Requirement:
Find every line below that contains the word "white", and copy each one.

Data entries:
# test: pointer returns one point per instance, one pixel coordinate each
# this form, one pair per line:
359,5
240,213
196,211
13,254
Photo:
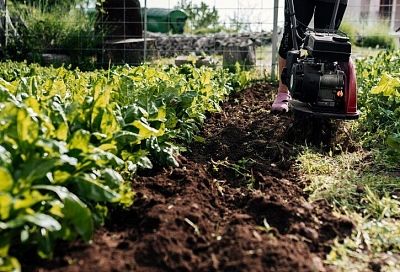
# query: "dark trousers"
305,9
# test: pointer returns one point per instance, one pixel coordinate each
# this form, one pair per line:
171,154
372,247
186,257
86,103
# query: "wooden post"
3,24
275,42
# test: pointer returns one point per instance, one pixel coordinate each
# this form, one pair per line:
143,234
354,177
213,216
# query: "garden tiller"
322,77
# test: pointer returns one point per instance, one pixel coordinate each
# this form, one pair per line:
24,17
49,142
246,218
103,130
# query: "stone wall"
174,45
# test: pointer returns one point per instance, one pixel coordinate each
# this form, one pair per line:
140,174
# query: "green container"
165,20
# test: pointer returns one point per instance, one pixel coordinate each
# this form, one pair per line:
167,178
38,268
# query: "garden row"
68,141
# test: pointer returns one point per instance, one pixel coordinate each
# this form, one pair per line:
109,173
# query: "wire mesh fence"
135,31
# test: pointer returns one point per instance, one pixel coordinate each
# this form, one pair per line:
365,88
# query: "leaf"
112,178
34,170
91,189
9,264
27,126
39,219
145,131
74,210
5,206
6,180
394,142
5,157
109,123
387,86
62,132
80,140
44,221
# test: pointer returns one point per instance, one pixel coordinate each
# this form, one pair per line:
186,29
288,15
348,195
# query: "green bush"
68,139
350,30
51,31
375,36
379,99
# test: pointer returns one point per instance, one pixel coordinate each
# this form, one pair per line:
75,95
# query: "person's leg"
324,12
304,11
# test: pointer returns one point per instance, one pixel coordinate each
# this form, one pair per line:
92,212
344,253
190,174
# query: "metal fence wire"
168,31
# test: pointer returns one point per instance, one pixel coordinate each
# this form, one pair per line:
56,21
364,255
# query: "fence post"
275,41
3,23
145,32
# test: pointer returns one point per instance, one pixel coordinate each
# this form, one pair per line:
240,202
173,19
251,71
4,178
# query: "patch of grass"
366,189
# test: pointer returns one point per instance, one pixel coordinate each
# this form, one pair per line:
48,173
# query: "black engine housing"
318,78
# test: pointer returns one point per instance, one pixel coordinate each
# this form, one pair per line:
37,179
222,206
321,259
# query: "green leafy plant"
68,139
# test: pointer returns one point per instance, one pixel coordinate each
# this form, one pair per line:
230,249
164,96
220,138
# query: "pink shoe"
281,102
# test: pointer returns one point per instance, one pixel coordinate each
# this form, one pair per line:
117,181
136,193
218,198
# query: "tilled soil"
236,203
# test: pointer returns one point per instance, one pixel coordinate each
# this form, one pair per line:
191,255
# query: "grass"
356,185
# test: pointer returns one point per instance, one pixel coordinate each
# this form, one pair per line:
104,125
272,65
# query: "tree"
200,16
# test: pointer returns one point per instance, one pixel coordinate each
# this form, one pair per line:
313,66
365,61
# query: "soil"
236,203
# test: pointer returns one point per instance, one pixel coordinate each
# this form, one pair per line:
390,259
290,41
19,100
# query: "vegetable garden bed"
235,203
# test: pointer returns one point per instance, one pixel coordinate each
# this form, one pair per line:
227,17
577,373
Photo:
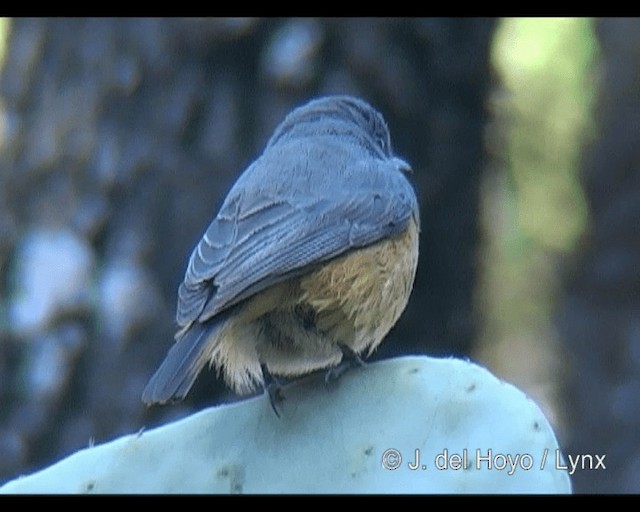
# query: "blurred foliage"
534,210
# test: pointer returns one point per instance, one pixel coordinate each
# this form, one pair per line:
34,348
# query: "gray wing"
261,240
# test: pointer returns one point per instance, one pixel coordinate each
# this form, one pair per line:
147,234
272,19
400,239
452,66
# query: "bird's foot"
349,360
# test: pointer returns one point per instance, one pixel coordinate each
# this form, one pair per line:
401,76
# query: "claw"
273,387
349,360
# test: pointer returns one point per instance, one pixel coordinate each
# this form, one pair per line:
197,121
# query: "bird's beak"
402,165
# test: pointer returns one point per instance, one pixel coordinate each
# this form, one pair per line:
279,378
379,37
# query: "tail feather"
184,361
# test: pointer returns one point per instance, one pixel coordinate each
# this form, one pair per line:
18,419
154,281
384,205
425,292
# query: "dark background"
119,139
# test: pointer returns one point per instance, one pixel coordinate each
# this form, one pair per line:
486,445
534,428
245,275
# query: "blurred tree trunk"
601,317
129,133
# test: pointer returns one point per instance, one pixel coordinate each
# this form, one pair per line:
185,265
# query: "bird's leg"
349,360
273,387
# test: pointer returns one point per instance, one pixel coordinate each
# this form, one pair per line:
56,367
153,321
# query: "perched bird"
310,260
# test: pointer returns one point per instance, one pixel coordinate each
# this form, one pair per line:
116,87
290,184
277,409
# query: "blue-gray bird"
311,258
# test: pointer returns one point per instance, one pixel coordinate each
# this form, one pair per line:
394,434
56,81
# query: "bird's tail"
184,361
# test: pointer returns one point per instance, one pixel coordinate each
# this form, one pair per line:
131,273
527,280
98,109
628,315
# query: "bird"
309,262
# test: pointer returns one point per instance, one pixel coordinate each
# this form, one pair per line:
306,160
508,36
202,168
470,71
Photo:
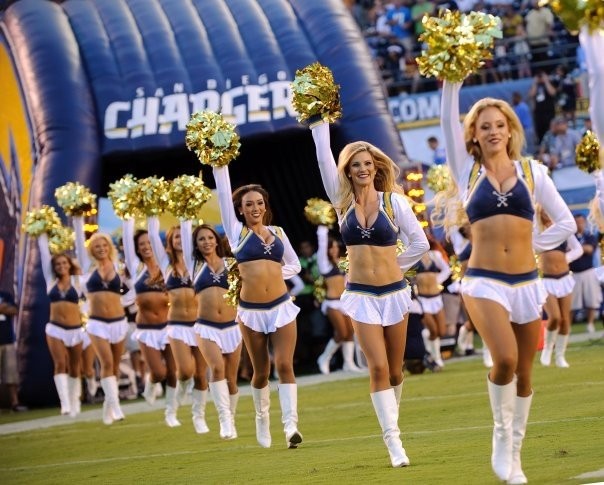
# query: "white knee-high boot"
560,349
220,396
62,386
171,407
325,358
521,412
198,410
74,384
262,404
288,398
502,400
386,409
548,347
234,399
348,356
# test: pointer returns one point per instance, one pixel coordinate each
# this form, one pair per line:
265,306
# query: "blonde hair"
112,250
515,143
385,177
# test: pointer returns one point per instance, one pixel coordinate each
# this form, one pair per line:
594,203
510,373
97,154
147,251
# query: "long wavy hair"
385,177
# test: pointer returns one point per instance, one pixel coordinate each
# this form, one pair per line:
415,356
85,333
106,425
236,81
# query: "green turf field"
445,421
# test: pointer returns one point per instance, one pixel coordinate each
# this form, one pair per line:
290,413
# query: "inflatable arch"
93,90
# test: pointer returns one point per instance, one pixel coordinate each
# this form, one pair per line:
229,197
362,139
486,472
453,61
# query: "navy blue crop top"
252,248
141,285
96,283
381,233
485,201
207,278
56,295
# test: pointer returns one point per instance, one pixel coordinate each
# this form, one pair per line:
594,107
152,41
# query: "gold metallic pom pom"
123,196
187,195
320,212
42,220
61,239
76,199
234,281
315,94
213,139
587,153
456,43
152,196
438,178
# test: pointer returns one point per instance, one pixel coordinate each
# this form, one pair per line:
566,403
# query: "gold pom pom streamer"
320,212
123,194
315,94
187,195
213,140
456,44
234,281
61,239
587,153
152,196
42,220
438,178
75,199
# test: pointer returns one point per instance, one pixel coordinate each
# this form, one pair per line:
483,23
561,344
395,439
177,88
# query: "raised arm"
157,246
80,244
547,195
232,226
327,164
410,232
131,259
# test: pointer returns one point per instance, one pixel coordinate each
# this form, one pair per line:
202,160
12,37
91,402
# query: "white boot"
220,396
348,356
149,391
288,397
234,399
325,358
548,347
262,404
63,391
74,384
171,407
198,410
502,400
561,343
521,412
386,409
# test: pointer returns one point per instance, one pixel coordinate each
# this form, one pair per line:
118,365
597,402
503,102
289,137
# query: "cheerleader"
190,364
266,311
328,256
218,335
151,332
64,332
107,325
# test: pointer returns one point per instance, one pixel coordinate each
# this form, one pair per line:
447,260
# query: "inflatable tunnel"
93,90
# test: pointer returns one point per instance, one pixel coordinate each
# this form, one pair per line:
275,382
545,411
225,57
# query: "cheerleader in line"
181,319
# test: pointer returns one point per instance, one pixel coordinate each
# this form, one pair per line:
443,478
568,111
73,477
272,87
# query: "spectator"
8,350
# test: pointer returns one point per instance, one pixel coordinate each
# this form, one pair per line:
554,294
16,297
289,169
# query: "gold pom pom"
75,199
456,44
61,239
123,196
315,94
42,220
234,281
320,212
213,140
152,196
438,178
186,196
587,153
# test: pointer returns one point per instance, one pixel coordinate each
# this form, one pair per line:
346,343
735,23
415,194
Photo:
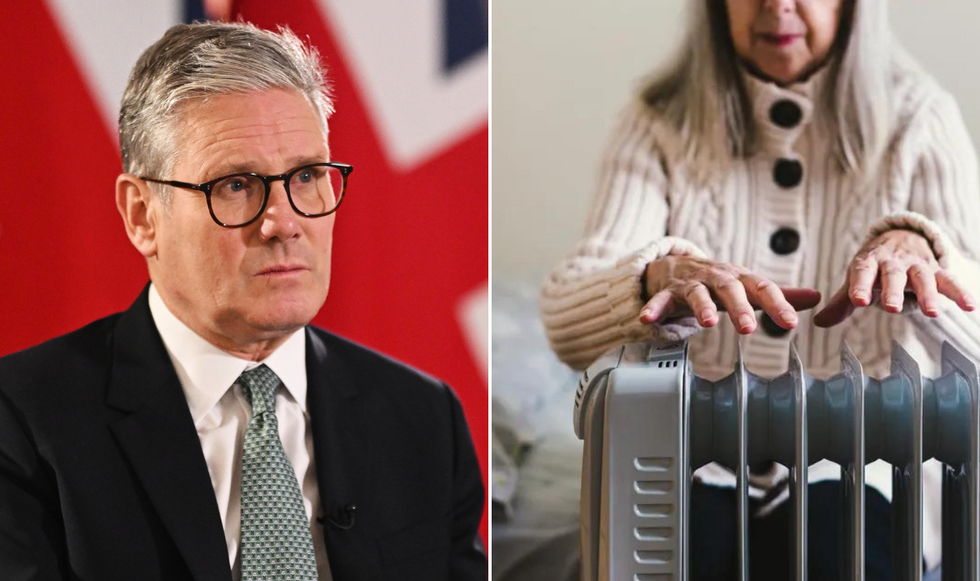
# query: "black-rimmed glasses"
237,200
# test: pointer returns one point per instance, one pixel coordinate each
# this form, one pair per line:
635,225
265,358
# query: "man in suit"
208,432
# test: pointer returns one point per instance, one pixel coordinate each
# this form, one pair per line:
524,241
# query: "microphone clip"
344,518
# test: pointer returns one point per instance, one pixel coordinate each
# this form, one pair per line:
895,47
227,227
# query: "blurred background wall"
563,70
410,80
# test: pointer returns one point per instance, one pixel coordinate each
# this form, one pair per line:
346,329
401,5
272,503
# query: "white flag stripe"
420,109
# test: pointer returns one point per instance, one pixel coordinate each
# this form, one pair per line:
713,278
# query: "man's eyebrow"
249,167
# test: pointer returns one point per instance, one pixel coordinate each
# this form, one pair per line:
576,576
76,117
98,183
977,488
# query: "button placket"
784,241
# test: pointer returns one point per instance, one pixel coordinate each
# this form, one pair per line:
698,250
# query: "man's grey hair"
193,62
703,95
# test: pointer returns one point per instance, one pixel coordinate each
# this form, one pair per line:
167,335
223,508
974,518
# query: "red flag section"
64,256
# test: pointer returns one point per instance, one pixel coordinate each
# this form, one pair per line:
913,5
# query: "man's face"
262,281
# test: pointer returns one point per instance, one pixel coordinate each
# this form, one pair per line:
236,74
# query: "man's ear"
140,211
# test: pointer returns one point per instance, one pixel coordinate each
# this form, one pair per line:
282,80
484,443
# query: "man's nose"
779,6
279,219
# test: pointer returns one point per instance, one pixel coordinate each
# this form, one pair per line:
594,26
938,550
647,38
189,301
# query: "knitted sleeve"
591,300
944,206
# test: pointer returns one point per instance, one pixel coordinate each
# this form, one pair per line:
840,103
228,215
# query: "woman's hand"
681,285
888,267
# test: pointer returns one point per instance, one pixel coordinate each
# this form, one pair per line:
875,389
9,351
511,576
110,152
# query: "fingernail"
745,322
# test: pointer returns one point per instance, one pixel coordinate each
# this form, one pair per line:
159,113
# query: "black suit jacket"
102,476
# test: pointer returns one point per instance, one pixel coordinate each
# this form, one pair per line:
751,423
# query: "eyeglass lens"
314,190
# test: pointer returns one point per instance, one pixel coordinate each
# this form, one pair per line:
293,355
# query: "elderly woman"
792,152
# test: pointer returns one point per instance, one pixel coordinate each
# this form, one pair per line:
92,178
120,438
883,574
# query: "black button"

Result:
# query: "white knee-high boot"
# query: "white boot"
# query: "white flag stripe"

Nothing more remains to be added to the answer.